Exercise :: Give back exactly the lines from the one that includes "instance: [(733, 800)]" to the last line below, both included, and no further lines.

Dataset entries:
===
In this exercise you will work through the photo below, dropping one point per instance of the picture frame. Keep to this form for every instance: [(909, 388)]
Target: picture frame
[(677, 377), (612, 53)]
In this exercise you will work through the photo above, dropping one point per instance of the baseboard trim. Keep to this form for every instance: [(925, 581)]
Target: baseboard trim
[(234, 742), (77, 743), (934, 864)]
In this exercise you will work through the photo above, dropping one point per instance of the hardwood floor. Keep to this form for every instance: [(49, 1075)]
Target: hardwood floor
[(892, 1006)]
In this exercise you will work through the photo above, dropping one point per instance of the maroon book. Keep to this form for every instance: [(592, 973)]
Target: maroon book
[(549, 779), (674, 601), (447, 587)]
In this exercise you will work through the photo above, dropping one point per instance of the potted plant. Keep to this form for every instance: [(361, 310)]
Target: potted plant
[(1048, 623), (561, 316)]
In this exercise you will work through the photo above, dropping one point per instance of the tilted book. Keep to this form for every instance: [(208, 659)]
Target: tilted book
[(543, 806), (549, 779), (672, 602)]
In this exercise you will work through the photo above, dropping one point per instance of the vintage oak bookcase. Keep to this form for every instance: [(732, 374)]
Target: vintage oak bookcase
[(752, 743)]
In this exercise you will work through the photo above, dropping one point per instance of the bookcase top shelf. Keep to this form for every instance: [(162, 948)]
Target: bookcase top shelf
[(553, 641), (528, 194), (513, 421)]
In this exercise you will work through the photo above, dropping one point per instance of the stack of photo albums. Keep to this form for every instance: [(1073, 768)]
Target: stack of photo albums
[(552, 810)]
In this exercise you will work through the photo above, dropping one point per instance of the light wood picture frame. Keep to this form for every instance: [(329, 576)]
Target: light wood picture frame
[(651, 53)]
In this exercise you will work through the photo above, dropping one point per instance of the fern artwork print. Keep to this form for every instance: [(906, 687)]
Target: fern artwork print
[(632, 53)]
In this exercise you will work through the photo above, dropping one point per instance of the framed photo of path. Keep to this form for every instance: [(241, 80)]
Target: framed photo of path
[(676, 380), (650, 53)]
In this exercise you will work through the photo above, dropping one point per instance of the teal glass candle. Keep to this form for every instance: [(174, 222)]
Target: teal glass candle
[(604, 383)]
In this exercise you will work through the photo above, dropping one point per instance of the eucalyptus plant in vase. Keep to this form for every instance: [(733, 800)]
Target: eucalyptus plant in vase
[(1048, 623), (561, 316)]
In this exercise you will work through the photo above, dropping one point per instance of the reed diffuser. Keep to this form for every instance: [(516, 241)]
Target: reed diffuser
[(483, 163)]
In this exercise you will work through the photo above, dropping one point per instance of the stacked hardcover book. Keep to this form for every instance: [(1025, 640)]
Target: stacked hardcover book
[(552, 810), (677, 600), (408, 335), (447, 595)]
===
Result below ::
In this exercise you will work through the photo above, dropping one point per instance of the eucalyptus plant in vase. Keep to this form for every instance: [(733, 800)]
Target: eucalyptus plant in vase
[(1048, 623), (561, 316)]
In this exercise you will work through the photo above, dropping one point per instance of the reed diffuser. Keep to this form for every instance: [(516, 241)]
Target: reed diffuser
[(483, 163)]
In this exercise you will work through the photo above, dropping one point per instance of the stacked hardcover book. Keep to this form for every instance: [(1025, 640)]
Target: stacked hardcover book
[(552, 810), (677, 600), (408, 335), (447, 595)]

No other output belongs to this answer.